INFORMATION SUPPLIED:
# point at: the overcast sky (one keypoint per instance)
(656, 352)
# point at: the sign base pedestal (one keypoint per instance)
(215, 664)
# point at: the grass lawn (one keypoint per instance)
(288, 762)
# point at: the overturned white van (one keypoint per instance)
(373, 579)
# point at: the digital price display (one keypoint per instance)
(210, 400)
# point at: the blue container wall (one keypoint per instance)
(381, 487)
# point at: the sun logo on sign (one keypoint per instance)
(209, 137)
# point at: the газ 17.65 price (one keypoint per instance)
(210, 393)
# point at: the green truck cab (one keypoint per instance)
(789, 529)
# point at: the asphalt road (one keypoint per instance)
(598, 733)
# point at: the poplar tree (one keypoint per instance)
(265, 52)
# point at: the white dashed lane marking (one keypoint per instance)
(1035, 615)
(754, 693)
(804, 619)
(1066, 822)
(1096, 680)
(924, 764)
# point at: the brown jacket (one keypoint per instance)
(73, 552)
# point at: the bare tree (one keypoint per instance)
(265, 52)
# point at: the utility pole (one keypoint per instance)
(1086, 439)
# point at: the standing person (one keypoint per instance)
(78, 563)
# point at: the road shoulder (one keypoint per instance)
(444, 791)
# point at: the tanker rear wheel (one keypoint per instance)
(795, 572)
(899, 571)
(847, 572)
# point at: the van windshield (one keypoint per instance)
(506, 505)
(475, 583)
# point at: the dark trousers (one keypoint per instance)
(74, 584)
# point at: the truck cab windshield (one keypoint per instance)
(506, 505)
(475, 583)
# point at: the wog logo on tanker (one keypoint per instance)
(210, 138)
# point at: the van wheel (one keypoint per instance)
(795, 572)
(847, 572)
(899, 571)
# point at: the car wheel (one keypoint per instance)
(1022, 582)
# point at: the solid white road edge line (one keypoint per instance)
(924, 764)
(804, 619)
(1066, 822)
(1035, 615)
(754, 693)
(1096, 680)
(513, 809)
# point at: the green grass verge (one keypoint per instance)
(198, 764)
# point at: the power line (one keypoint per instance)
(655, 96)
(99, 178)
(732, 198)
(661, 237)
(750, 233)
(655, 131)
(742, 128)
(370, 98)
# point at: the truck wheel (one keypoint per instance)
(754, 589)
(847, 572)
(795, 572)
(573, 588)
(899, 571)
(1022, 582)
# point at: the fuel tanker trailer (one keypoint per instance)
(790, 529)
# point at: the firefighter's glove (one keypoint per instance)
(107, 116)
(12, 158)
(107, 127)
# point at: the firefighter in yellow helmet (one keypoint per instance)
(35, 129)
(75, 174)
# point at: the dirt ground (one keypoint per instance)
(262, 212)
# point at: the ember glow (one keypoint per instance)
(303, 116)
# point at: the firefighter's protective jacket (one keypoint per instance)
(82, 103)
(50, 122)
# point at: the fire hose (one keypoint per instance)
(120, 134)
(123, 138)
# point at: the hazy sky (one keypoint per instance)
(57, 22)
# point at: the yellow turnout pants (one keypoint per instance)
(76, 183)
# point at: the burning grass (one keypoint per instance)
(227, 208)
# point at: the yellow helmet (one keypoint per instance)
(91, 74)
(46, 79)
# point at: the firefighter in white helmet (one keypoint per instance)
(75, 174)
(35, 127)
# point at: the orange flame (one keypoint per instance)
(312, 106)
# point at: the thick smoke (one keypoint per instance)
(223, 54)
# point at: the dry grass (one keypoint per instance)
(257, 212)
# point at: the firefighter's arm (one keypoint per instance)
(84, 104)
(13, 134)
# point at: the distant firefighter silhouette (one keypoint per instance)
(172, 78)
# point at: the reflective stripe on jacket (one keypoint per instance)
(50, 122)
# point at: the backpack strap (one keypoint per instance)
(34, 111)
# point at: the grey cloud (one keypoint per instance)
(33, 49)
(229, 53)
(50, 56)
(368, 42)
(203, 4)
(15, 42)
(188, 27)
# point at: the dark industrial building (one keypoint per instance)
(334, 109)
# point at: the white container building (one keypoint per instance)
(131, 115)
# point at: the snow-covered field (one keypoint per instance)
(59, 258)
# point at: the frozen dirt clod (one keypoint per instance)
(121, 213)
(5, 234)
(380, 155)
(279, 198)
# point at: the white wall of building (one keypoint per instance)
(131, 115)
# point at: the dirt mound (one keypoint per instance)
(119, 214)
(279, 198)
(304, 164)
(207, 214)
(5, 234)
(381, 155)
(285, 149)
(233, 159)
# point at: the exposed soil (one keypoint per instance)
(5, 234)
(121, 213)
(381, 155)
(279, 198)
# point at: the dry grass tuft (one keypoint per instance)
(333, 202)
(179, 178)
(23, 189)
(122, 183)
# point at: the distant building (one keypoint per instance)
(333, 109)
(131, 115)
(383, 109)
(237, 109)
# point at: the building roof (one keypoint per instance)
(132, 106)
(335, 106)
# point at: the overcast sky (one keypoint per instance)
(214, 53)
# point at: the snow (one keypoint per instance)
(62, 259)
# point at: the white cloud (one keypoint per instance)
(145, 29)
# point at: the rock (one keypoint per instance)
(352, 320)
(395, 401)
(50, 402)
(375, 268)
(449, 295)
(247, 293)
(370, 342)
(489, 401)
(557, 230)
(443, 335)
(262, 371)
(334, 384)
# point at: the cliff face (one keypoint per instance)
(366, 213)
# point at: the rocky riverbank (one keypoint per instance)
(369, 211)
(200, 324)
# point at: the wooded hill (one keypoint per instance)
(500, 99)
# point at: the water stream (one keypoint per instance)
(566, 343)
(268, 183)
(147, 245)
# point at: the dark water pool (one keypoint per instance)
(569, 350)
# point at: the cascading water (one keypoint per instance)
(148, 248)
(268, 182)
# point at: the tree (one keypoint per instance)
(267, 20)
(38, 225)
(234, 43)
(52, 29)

...

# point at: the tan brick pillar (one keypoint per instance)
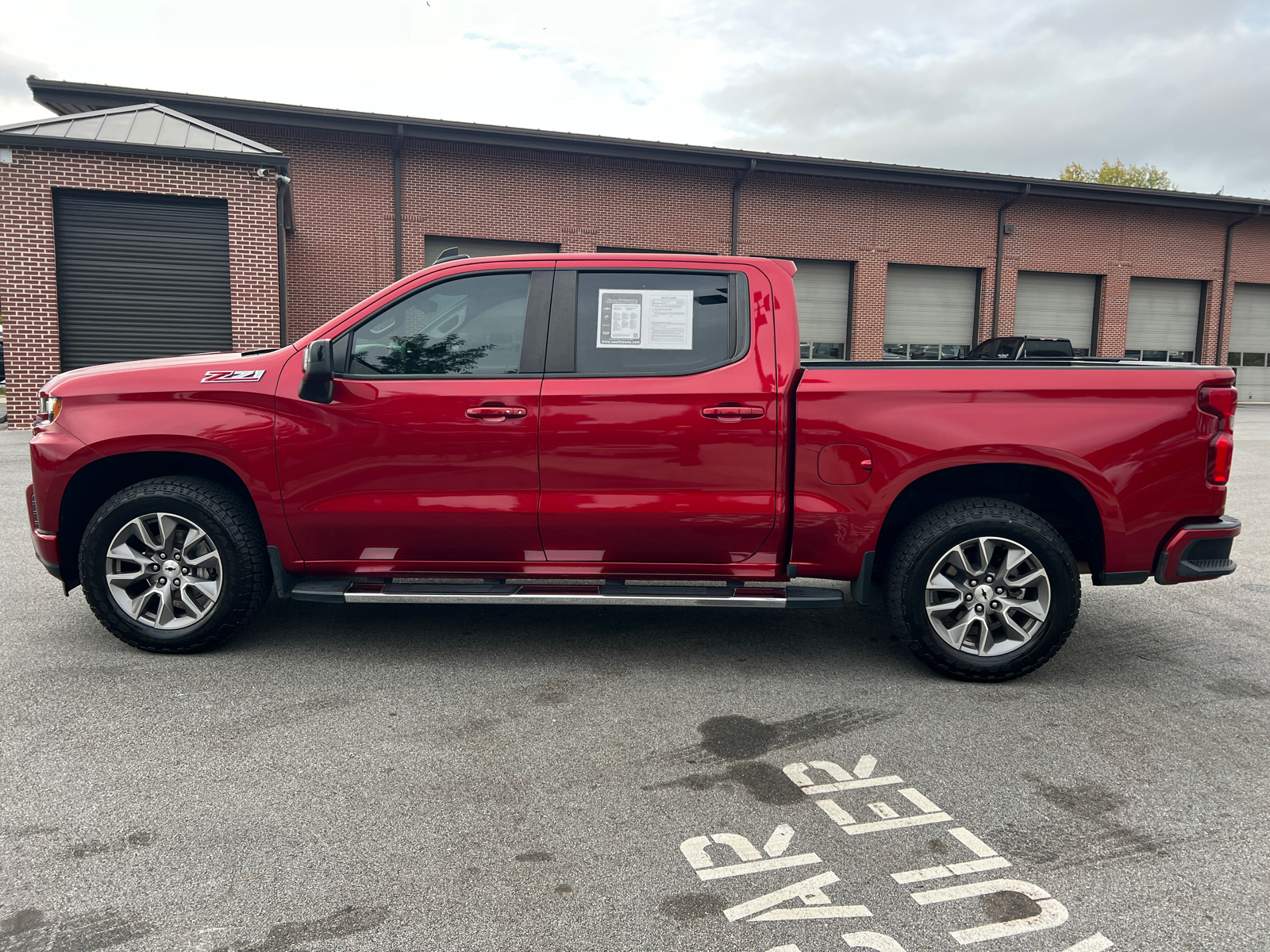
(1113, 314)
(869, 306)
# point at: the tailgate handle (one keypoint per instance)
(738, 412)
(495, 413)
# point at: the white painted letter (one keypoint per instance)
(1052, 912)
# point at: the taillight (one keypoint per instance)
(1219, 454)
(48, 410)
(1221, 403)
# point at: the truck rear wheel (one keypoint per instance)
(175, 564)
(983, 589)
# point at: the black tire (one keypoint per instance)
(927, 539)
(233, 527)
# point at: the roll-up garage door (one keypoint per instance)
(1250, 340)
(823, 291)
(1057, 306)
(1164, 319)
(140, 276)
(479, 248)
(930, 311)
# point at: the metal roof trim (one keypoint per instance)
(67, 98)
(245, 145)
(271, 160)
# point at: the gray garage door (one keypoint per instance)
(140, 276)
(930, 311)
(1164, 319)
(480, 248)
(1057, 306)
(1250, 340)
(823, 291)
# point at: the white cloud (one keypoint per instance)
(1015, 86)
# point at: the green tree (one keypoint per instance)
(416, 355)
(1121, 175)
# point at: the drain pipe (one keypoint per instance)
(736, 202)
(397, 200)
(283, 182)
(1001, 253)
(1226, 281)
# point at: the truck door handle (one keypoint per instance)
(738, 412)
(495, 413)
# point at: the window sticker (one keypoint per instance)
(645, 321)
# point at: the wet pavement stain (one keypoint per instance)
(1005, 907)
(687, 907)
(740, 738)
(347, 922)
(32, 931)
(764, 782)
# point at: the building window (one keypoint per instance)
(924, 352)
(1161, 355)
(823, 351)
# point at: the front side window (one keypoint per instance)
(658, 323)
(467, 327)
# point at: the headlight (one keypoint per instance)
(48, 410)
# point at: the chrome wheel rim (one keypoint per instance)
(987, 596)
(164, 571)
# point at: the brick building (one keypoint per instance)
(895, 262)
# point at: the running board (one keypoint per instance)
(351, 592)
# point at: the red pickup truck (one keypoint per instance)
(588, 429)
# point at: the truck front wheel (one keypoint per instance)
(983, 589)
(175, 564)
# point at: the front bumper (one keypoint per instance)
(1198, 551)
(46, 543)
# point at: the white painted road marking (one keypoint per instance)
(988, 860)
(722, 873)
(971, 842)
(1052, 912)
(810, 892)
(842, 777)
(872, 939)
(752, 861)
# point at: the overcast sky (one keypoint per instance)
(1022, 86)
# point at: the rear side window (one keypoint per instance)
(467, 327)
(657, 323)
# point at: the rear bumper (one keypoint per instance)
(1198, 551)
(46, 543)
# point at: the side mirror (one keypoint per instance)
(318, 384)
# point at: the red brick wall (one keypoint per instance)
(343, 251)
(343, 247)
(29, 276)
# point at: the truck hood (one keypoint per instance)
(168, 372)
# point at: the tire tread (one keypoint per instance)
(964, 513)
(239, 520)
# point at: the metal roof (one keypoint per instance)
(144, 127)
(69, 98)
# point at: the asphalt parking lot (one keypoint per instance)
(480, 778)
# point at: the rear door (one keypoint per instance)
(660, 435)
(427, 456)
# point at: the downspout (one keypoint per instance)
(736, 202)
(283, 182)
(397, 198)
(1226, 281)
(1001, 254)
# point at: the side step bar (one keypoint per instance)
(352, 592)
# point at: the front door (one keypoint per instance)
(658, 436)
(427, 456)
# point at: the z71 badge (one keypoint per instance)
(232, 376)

* * *

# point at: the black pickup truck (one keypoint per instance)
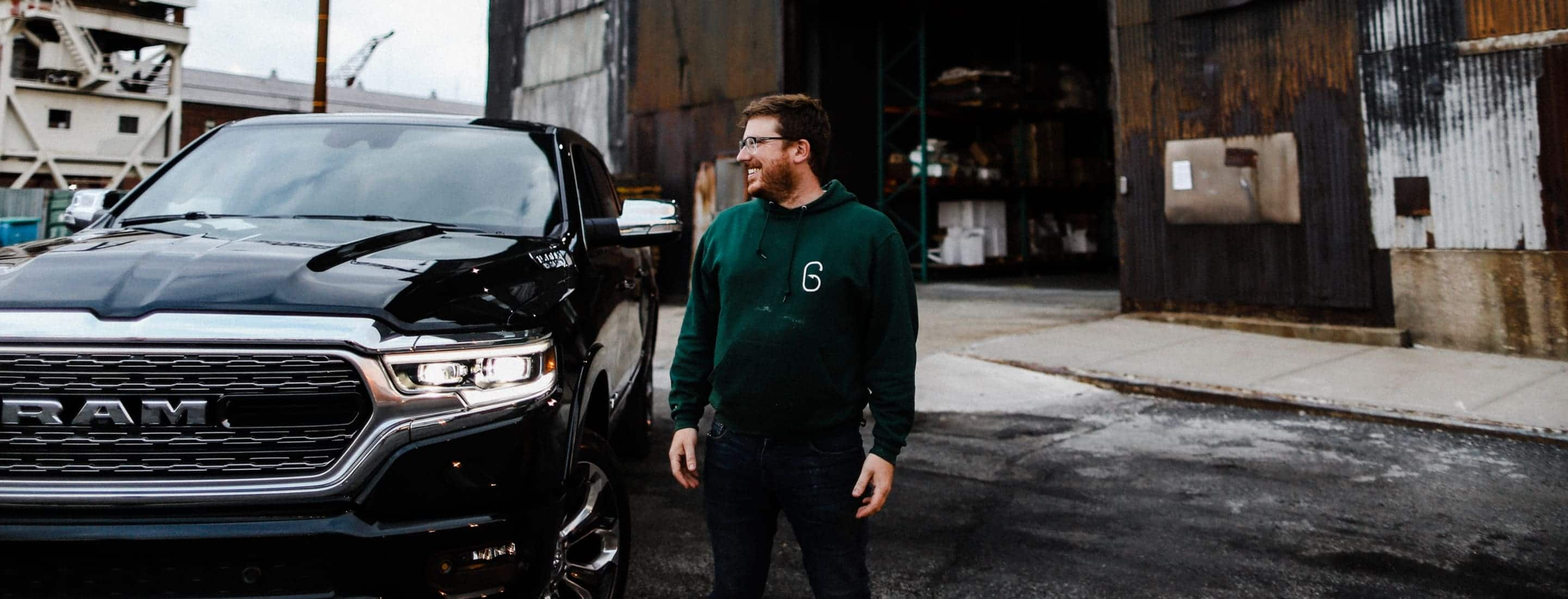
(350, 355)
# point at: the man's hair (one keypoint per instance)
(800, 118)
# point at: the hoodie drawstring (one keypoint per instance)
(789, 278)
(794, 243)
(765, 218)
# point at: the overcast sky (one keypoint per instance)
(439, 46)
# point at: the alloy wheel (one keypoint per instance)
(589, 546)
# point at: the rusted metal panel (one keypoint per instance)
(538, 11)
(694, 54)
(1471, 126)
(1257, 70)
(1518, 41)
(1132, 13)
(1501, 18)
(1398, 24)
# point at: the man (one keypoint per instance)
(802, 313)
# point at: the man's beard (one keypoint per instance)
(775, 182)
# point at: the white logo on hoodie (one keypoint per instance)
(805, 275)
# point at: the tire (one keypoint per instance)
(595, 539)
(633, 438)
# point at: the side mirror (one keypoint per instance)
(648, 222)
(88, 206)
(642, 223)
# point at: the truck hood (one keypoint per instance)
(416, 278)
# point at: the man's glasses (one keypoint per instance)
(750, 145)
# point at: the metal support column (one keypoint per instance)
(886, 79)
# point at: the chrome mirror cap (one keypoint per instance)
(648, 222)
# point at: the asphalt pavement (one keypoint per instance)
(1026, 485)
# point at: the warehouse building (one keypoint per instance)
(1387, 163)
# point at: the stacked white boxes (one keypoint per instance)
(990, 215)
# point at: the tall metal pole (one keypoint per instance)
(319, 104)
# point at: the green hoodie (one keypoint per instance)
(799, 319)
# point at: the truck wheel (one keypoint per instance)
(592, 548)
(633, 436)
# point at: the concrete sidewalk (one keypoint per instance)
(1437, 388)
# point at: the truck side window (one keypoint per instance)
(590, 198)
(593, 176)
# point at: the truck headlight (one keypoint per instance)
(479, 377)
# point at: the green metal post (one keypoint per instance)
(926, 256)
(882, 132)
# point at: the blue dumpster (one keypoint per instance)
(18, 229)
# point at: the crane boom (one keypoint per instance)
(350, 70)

WHAT THE EXERCISE ASKS: Can you pull out every line in the material above that contains the word "white"? Treat uppercase and lowercase letters as different.

SOLUTION FOR THIS TASK:
# point at: the overturned white van (one keypoint per instance)
# point at: the white dashed lane marking (one keypoint per instance)
# point at: the solid white road edge line (one keypoint per instance)
# point at: the firefighter in white helmet (one keypoint per instance)
# point at: the white container building (one keypoint per instance)
# point at: the white wall of building (one keypoint per instance)
# point at: the white cloud (one keypoint per instance)
# point at: the white painted letter (one keypoint per instance)
# point at: the white cloud (one keypoint per instance)
# point at: the white painted road marking (one keypoint per instance)
# point at: the white logo on hoodie (one keypoint per instance)
# point at: the stacked white boxes (one keypoint per instance)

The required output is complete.